## STATED EXERCISE
Repeat each line of the material exactly.

[Start of INPUT]

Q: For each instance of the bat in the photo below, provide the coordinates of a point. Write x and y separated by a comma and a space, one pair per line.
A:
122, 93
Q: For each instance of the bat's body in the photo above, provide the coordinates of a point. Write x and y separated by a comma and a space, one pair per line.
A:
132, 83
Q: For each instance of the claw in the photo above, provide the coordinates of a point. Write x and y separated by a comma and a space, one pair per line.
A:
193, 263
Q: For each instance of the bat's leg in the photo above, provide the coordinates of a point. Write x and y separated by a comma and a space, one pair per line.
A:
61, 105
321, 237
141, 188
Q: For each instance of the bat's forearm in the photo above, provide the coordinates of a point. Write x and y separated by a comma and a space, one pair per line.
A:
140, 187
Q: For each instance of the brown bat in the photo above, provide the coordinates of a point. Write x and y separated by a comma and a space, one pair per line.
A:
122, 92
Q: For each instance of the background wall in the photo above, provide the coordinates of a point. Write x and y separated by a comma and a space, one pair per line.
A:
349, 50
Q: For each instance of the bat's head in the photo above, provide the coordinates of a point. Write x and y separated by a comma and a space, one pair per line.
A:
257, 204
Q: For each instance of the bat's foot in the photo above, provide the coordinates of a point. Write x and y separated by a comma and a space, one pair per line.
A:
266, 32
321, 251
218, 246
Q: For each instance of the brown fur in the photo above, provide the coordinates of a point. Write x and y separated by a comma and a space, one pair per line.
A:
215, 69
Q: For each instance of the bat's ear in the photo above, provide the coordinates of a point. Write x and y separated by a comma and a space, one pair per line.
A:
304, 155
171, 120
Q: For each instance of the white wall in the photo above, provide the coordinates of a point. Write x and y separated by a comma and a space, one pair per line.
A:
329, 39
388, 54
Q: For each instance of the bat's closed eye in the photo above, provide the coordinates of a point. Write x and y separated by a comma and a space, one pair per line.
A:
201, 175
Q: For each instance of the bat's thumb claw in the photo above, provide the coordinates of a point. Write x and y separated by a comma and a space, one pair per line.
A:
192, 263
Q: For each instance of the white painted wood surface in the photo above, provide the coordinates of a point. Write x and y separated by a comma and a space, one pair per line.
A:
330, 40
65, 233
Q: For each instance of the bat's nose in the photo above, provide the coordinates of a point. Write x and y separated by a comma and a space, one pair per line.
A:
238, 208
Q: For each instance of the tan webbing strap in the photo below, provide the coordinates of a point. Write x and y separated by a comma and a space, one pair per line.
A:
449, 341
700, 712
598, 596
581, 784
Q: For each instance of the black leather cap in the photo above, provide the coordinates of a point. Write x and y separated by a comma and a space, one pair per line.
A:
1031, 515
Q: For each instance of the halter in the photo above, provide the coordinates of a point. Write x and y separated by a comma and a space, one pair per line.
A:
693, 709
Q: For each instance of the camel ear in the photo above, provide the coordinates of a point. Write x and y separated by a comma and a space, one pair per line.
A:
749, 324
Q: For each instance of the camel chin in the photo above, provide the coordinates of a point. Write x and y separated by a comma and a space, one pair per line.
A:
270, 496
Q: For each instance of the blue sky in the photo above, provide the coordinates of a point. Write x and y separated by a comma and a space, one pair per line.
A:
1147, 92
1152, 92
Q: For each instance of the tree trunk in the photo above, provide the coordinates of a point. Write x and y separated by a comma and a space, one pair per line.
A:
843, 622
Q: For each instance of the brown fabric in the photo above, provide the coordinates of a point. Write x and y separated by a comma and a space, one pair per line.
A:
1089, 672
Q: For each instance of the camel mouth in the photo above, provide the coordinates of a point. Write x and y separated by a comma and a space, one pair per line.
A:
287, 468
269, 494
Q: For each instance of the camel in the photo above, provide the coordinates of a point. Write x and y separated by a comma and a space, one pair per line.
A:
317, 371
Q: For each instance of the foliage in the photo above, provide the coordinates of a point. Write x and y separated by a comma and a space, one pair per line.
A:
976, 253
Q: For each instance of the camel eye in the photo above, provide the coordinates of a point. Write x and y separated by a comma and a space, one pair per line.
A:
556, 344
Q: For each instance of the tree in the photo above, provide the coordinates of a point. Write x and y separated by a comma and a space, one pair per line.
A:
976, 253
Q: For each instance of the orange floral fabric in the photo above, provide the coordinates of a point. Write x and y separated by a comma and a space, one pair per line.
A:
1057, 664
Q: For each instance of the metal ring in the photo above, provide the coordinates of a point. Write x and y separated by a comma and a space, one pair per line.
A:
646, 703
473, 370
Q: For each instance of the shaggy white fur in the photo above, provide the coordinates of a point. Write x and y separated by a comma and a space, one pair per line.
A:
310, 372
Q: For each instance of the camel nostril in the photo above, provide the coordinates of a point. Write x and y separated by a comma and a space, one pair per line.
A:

[End of INPUT]

## CORRECT ANSWER
Q: For each instance of the bat in the photo below, provide the coordinates of a point. Write x and y separated by a comma and a space, one pair per line.
A:
122, 93
Q: For each instance of the bat's body in the photo above, provide the coordinates of a point. Write x and y separated by a comma and a space, one pair per line.
A:
132, 83
Q: For each instance of the claw in the photo above, provide the coordinates of a point. Write x and y separated by a comma and a space, one pair per line.
A:
193, 263
Q: For each instance of the bat's leg in the photo above, provide the coordinates of a point. Write x and y separated by a comma and a space, one pair per line.
A:
61, 105
321, 237
141, 188
Q: For each instance of the bat's forearm in the photo above, provide the coordinates of a point. Write x and y separated by a comma and a space, one pair per line.
A:
140, 187
Q: For each instance of the brown bat in the photo above, provide the coordinates of a point. Write x and y separated by a comma and a space, one pair per line.
A:
122, 92
Q: For each instance of the background wall in the photo above, provide the coordinates of a point. Write x and y separated by a comma and a space, one pair per line.
A:
349, 50
Q: For each instance of the bat's head in the photo above, provide the coordinates of a point. Write x and y separated by a comma and a space, one pair per line.
A:
257, 204
Q: For each instance of the bat's foot in the photo above, provide the coordinates of a point. Write x and y separated by a comma and a space, one pair per line.
A:
266, 32
321, 251
218, 246
Q: For each instance of the brown fur in the photo above, provide the coordinates of a point. Write x and y separated by a comma and a space, one pair per line.
A:
215, 69
Q: For each instance of the bat's ear in the photo above, provide the coordinates of a point. Write x and y separated by a comma and a space, one pair per line.
A:
304, 155
171, 120
Q: For each instance of the white wall in the photo above, provide the coordinates of a point. Write x and y separated by a comma and a space, one pair per line.
A:
329, 39
388, 54
Q: For each instance of the bat's closed eye in the photo above, provide the coordinates of a point. Write x and y separated by a comma and a space, one pair per line.
A:
201, 175
Q: For each instance of the bat's thumb claw in the photo above, provide the coordinates of a point. Write x and y separated by a comma and a space, one pair per line.
A:
192, 263
Q: For each instance of the white painted wood surface in the photo above, provide the coordinates of a point. Write x and y separated by a comma and a space, one pair per line.
A:
330, 40
65, 233
Q: For each instance of the bat's nose in the photo above, provide the coordinates of a point. Write x and y separated by a comma and a space, one pair per line.
A:
238, 208
Q: For each instance of the tan webbing strap in the photo below, provide the coordinates of a point. Write x and y separated by a comma and a space, one pair per line.
A:
449, 341
700, 712
598, 596
581, 784
Q: For each instance of the black leather cap in the photo above, provide the coordinates of a point. Write x and y separated by a comma and a space, one pair per line.
A:
1031, 515
Q: For each instance of the halter in the photo above, provide the coordinates of a point. Write x and y separated by a comma and a space, one pair per line.
A:
693, 709
Q: For each instance of the camel ear in the photo above, provide the coordinates of a point. Write x and y separated by a comma and a space, one pair per line.
A:
749, 324
Q: For each instance of the camel chin in the photo above, provide the coordinates of a point. Write x and y separated by a comma and a space, one pair per line.
A:
270, 496
Q: For each instance of the blue sky in the photo above, provide the coordinates of a point. Write x and y separated by a comma and a space, one pair per line.
A:
1147, 92
1152, 92
Q: For each instance of the tree trunk in the photo above, provide the coordinates of a point. Write x and y separated by a comma and a space, one pair per line.
A:
843, 622
Q: For each instance of the brown fabric in the photo above, provide the coordinates of a point. Write x and y separated by a comma and a space, one pair per line.
A:
1089, 672
Q: For each instance of the camel mouth in the photo above, provide the coordinates of a point. Write x and y separated by a comma and a space, one pair per line.
A:
287, 468
269, 494
Q: For each instance of the camel in the photo above, provide the coordinates of a point. Write x and y separated by a comma and a space, one pair per line.
A:
317, 371
Q: For each instance of the foliage in the photo above, provide the coordinates of a point. Write x and y separated by a comma and a space, one pair per line.
A:
976, 253
Q: For each instance of the camel eye in the photo above, provide the coordinates of a point. Write x and y separated by a comma and a space, one pair per line.
A:
556, 344
Q: For each instance of the tree in the photo above, provide the coordinates of a point. Write x and y separated by a comma and a space, one pair per line.
A:
976, 253
Q: For each instance of the orange floral fabric in the photo above, provide the coordinates of a point. Write x and y separated by a comma and a space, one pair per line.
A:
1057, 664
Q: For each instance of the metal ring in the photo above, provide the coordinates of a point. Write x and y separated by a comma and a space, one pair per line.
A:
646, 703
473, 370
Q: For each instance of the shaggy white fur in the photo above, provide the coordinates of a point. Write x and y separated by a comma and a space, one pair per line.
A:
310, 372
Q: For each instance of the camel nostril in the photo above, provide the coordinates of a point. Write x and y separated by a comma and a space, one pair per line.
A:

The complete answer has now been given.